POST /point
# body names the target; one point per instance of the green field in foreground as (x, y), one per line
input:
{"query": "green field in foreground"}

═══

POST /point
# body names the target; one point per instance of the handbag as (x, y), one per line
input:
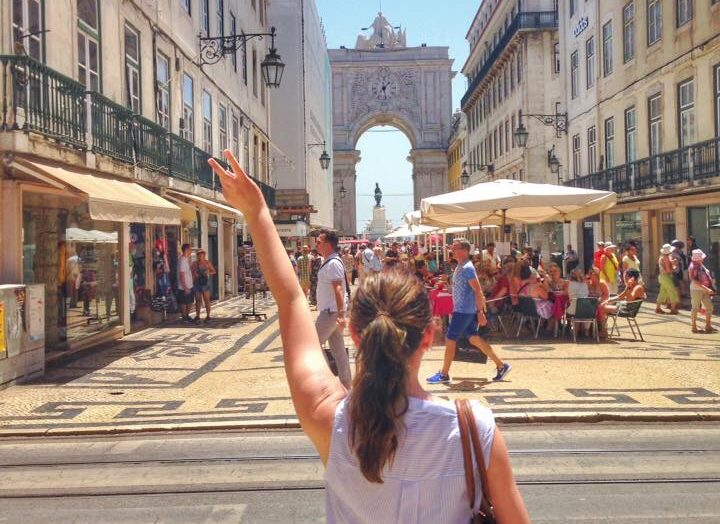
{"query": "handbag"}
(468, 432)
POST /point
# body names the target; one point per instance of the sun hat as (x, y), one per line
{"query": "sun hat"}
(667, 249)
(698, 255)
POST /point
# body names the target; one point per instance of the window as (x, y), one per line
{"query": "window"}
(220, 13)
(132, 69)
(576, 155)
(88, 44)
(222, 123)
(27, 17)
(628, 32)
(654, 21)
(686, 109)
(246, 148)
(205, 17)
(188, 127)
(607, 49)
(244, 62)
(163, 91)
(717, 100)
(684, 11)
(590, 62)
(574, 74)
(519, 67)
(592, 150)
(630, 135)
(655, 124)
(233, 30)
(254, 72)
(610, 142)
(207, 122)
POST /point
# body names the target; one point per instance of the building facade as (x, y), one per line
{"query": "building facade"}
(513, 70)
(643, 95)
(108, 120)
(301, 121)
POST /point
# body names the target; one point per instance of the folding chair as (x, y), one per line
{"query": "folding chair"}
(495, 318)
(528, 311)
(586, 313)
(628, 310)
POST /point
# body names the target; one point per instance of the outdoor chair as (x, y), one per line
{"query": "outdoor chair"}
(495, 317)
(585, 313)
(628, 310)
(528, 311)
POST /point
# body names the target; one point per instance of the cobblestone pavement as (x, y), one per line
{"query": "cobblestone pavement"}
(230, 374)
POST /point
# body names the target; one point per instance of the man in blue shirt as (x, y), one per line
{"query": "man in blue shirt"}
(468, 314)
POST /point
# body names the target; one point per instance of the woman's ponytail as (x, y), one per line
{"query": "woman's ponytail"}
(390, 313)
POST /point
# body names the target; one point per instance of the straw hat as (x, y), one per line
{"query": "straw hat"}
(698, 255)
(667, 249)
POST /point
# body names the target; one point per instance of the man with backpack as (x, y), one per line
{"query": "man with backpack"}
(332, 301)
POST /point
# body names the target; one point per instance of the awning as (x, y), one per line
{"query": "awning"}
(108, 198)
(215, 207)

═══

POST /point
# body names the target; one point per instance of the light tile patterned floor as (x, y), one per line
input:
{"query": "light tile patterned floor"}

═══

EXERCISE AIM
Collect every line in the entries above that contains the word "blue", and copy each such line in full.

RESULT OF THE EXERCISE
# body names the target; one point per instance of the man in blue shirt as (x, y), one per line
{"query": "man in blue shirt"}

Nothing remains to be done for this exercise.